» Try it: Reproduce every record exactly.

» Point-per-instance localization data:
+ + + + + + +

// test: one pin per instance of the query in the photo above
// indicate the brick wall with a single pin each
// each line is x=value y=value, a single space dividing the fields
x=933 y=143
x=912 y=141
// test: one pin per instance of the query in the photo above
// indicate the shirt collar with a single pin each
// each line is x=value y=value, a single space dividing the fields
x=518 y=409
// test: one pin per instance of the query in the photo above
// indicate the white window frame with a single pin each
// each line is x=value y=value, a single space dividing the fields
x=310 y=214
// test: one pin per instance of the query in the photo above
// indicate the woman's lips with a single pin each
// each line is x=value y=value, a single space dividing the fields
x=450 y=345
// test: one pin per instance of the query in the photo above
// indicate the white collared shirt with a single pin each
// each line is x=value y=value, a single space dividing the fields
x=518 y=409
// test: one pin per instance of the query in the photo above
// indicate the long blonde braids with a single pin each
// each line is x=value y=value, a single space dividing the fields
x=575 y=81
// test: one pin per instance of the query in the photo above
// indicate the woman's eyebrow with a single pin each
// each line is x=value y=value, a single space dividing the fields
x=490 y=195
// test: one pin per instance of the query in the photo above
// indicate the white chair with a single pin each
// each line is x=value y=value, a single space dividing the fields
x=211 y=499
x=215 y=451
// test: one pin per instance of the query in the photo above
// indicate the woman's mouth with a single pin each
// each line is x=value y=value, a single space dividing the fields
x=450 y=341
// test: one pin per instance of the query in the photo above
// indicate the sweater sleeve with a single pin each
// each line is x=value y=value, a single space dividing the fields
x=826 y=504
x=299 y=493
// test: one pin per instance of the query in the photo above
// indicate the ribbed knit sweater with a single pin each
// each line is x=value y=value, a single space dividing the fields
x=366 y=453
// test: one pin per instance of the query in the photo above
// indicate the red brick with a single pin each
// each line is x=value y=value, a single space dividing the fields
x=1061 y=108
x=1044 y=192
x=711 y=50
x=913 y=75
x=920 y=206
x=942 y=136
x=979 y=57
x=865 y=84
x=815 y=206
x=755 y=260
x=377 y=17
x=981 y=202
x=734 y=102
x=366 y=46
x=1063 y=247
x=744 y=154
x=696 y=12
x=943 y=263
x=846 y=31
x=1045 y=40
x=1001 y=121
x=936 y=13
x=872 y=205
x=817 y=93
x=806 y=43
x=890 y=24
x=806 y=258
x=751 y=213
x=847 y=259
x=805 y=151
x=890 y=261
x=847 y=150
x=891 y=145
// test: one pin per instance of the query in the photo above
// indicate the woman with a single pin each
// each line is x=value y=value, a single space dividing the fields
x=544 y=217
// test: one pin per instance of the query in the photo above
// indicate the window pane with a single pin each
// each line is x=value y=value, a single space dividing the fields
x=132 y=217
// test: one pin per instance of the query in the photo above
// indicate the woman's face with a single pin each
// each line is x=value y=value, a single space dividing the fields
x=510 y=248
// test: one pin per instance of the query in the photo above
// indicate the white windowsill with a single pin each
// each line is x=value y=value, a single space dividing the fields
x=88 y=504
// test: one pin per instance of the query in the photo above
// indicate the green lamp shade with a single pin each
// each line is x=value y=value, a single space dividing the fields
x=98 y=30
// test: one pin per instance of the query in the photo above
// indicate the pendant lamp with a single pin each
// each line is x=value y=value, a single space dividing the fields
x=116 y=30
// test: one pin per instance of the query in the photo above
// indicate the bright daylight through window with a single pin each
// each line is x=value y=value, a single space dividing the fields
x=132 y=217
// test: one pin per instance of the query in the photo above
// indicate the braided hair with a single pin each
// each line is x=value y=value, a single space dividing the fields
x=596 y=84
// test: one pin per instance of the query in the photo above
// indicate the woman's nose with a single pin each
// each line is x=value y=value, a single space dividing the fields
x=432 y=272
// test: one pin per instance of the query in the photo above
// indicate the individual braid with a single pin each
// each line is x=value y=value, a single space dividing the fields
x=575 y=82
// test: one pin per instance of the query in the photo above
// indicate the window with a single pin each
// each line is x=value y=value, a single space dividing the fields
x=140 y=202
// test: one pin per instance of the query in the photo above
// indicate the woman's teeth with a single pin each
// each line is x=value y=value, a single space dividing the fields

+ + + + + + +

» Your solution:
// test: one pin per instance of the query in the photo above
// indicate the brick wall with a single pin each
// each line is x=value y=value, a single space dividing the fields
x=933 y=143
x=912 y=141
// test: one pin per instance of the query in the photo above
// indicate the shirt collar with a single pin each
// each line is x=value y=value, a single space dividing the fields
x=518 y=409
// test: one pin per instance of the query in the photo above
// indicate the white window frame with a single pin each
// each line is x=value y=value, a single space dividing the fields
x=310 y=214
// test: one pin per instance of the query in the photo above
// indicate the woman's lips with a single pin each
// each line is x=value y=value, a single space dividing the fields
x=450 y=345
// test: one pin per instance of the query in the photo above
// indicate the white collared shirt with a single pin each
// each line is x=value y=value, a single space dividing the fields
x=518 y=409
// test: one pin per instance of the query in the photo above
// indicate the long blonde braids with a single pin each
// each line is x=value y=value, a single space dividing the fields
x=575 y=81
// test: one pin per instance of the query in the photo above
// indicate the woman's eyebrow with a single pin each
// each line is x=value y=value, a single space dividing the fields
x=490 y=195
// test: one pin per instance of the query in the photo above
// indicate the white chair with a single pin each
// each line is x=value y=value, a single space dividing the fields
x=211 y=499
x=215 y=451
// test: one pin per instance of the query in the photo above
// indicate the woman's mouth with a single pin each
// each line is x=value y=value, a single space dividing the fields
x=450 y=341
// test: one pin per instance of the query in the photo above
// indicate the sweater sleeve with a single pin each
// each line is x=value y=value, a single space dividing the fields
x=826 y=504
x=299 y=493
// test: one pin per instance of the query in the photo above
// indicate the ribbed knit sweater with a single pin each
// each line is x=value y=value, a single space dividing the fields
x=366 y=453
// test: one pin per instance of the query in the photo above
// indicate the red brick with a single pin each
// each line is x=value y=value, a single space dividing the fields
x=1061 y=108
x=1044 y=192
x=711 y=50
x=913 y=75
x=920 y=206
x=942 y=136
x=979 y=57
x=865 y=84
x=815 y=206
x=755 y=260
x=377 y=17
x=981 y=202
x=734 y=102
x=366 y=46
x=1063 y=247
x=744 y=154
x=696 y=12
x=943 y=263
x=846 y=31
x=1045 y=40
x=1001 y=121
x=936 y=13
x=872 y=205
x=817 y=93
x=806 y=43
x=890 y=24
x=806 y=258
x=751 y=213
x=847 y=259
x=805 y=151
x=890 y=261
x=847 y=150
x=891 y=145
// test: one pin per instance of the query in the photo above
// indicate the woman with a single pin each
// each line is x=value y=value, a single space dividing the fields
x=544 y=217
// test: one pin per instance of the query in the photo above
// indicate the window pane with a single pin each
// each line is x=value y=value, a single space dividing the fields
x=132 y=217
// test: one pin per instance of the query in the photo above
// indicate the woman's face with a single pin each
// each line is x=value y=value, a single space dividing the fields
x=510 y=248
// test: one pin per instance of the query in the photo above
// indicate the white windowsill with a single pin each
// each line is x=value y=value, a single space dividing the fields
x=88 y=504
// test: one pin per instance of the query in the photo above
// indicate the green lamp shade with a single pin each
// each line is x=value y=value, a single space dividing the fields
x=98 y=30
// test: one pin per instance of the query in the photo above
// indicate the pendant lamp with a single pin each
// each line is x=value y=value, a single space dividing the fields
x=116 y=30
// test: one pin per instance of the query in the photo above
// indicate the bright daylight through window with a single pin each
// each line is x=value y=value, a single space dividing the fields
x=132 y=217
// test: one pin per instance of the query in the photo above
// indicate the braided hair with a single pin each
// each line is x=value y=value, a single space dividing the fields
x=596 y=84
// test: one pin per instance of the query in the photo above
// indicate the woman's nose with a single pin each
// each line is x=value y=value, a single space dividing the fields
x=432 y=272
// test: one pin per instance of the query in the photo above
// indicate the individual braid with a single pin each
// each line is x=value y=value, a single space dividing the fields
x=575 y=82
// test: one pin per instance of the query in the photo above
// indicate the window with a single pin each
// each line is x=value y=value, a single space dividing the fields
x=140 y=202
// test: one pin per instance of the query in the photo above
// indicate the woman's teeth with a single pin each
// each line is x=value y=value, a single space dividing the fields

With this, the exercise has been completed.